This proves the theorem. □

Remark 3.1. If $\gamma _{2} = 1$ , and $\mathfrak{f}\in \mathfrak{F}\mathcal{M}_{ \mathfrak{q}, \mu }^{s, p}\left(1, \lambda, \ell; \mathfrak{h}\right) = \mathfrak{F}\mathcal{CV}_{\mathfrak{q}, \mu }^{s, p}\left(\lambda, \ell; \mathfrak{h}\right)$ , then the previously proved result shows that

$\begin{equation*} \mathfrak{f}\in \mathfrak{F}\mathcal{M}_{\mathfrak{q}, \mu }^{s, p}\left( \gamma _{1}, \lambda , \ell ;\mathfrak{h}\right) , \ \text{for }\ 0\leq \gamma _{1} < 1\text{.} \end{equation*}$

Consequently, by using Theorem 3.1, we get $\mathfrak{F}\mathcal{CV}_{ \mathfrak{q}, \mu }^{s, p}\left(\lambda, \ell; \mathfrak{h}\right) \subset \mathfrak{F}\mathcal{ST}_{\mathfrak{q}, \mu }^{s, p}\left(1, \lambda, \ell; \mathfrak{h}\right)$ .

Now, certain inclusion results are discussed for the subclasses given by Definition 2.1.

Theorem 3.4. Let $\mathfrak{h}\in \Omega$ , $\ell, \; \lambda \geq 0, \; \mu > -p, \; 0 < \mathfrak{q} < 1$ , $p\in \mathbb{N},$ and $s$ be a real with $\left[\ell +p\right] _{\mathfrak{q}} > \lambda \mathfrak{q}^{\ell }.$ Then,

$\begin{equation*} \mathfrak{F}\mathcal{ST}_{\mathfrak{q}, \mu +1}^{s, p}\left( \lambda , \ell ; \mathfrak{h}\right) \subset \mathfrak{F}\mathcal{ST}_{\mathfrak{q}, \mu }^{s, p}\left( \lambda , \ell ;\mathfrak{h}\right) \subset \mathfrak{F} \mathcal{ST}_{\mathfrak{q}, \mu }^{s+1, p}\left( \lambda , \ell ;\mathfrak{h} \right) . \end{equation*}$

Proof. Let $\mathfrak{f}\in \mathfrak{F}\mathcal{ST}_{\mathfrak{q}, \mu }^{s, p}\left(\lambda, \ell; \mathfrak{h}\right)$ . Then,

Now, we set

$\begin{equation} \frac{\mathfrak{\eta d}_{\mathfrak{q}}\left( \mathcal{I}_{\mathfrak{q}, \mu }^{s+1, p}(\lambda , \ell )\mathfrak{f}(\mathfrak{\eta })\right) }{\left[ p \right] _{\mathfrak{q}}\mathcal{I}_{\mathfrak{q}, \mu }^{s+1, p}(\lambda , \ell )\mathfrak{f}(\mathfrak{\eta )}} = \mathfrak{P}(\mathfrak{\eta })\text{, } \end{equation}$

(3.6)

• [Data provided]
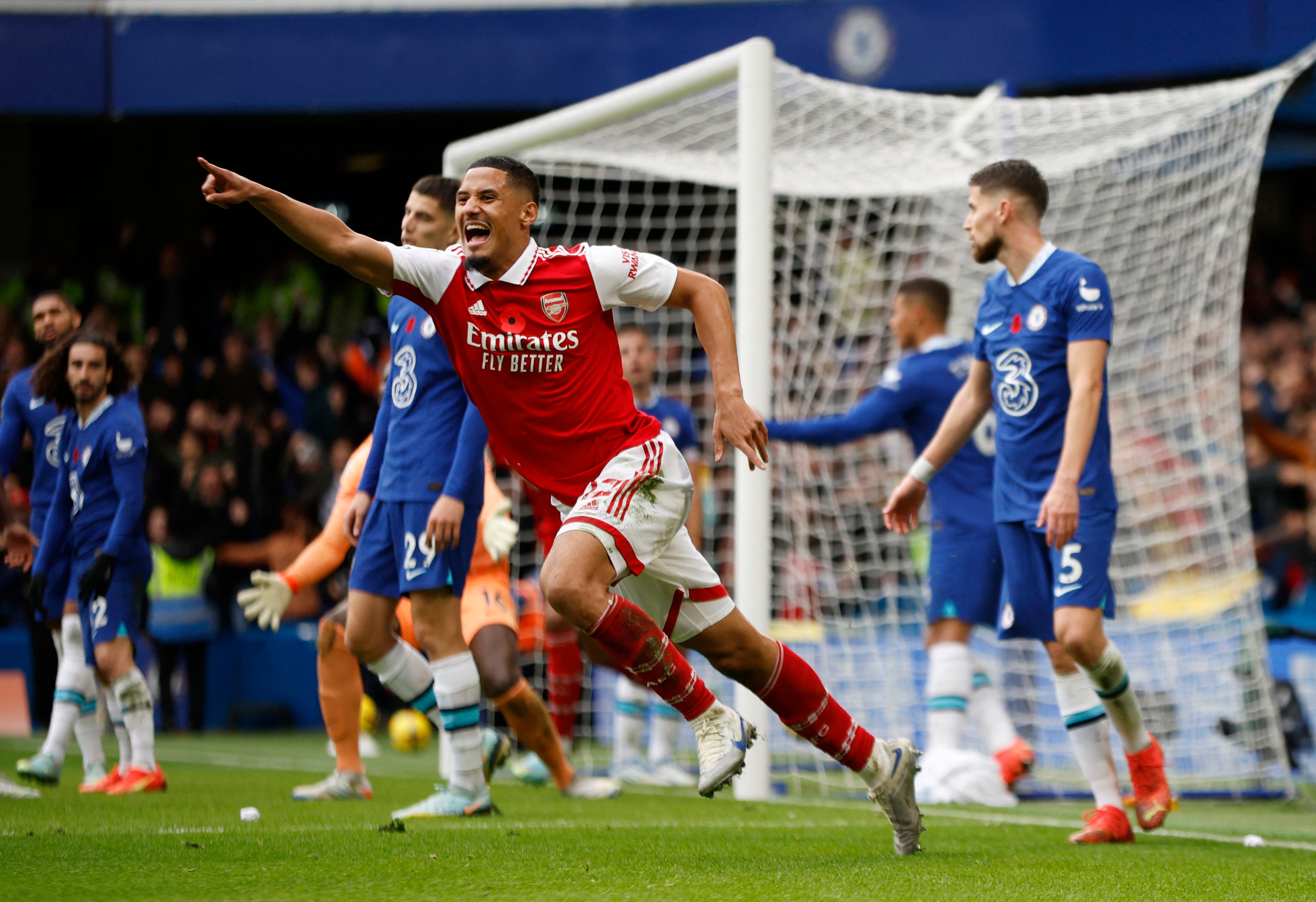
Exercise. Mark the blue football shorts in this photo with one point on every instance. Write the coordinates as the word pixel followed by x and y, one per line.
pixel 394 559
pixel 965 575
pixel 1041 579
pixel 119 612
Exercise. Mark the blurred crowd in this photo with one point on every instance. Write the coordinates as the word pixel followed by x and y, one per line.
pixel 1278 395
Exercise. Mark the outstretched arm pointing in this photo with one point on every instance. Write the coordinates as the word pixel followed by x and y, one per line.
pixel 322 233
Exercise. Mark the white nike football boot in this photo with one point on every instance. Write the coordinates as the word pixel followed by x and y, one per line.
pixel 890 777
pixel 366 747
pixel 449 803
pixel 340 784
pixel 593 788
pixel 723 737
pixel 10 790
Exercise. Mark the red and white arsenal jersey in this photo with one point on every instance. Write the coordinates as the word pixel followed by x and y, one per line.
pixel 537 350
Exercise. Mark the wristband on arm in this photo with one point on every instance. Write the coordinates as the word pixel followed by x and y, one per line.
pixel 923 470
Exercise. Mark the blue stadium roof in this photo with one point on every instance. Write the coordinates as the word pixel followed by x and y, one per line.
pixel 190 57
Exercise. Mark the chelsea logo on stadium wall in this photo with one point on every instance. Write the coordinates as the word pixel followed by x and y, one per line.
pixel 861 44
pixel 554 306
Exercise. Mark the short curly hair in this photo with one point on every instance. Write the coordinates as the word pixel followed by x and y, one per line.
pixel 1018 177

• [Problems and tasks]
1 - Name each theorem, remark, and definition that the mathematical excerpt identifies by number, in the order in which each first appears.
2 - Transcribe the records verbatim, starting at the line that contains "Exercise. Mark the blue stadium" and ending at the final line of the records.

• [Worked answers]
1 -
Remark 3.1
Theorem 3.1
Definition 2.1
Theorem 3.4

2 -
Exercise. Mark the blue stadium roof in this photo with one point on every instance. Write the coordinates as the word pixel followed by x and y, one per line.
pixel 190 57
Exercise. Mark the chelsea logo on stadium wall in this photo with one point on every instance. Write the coordinates as the word pixel followed by x and y, one per line.
pixel 861 44
pixel 554 306
Exercise. Mark the short curly hair in this photo with one point on every instance. Write the coordinates as the word pixel followed by x and y, one per line.
pixel 1018 177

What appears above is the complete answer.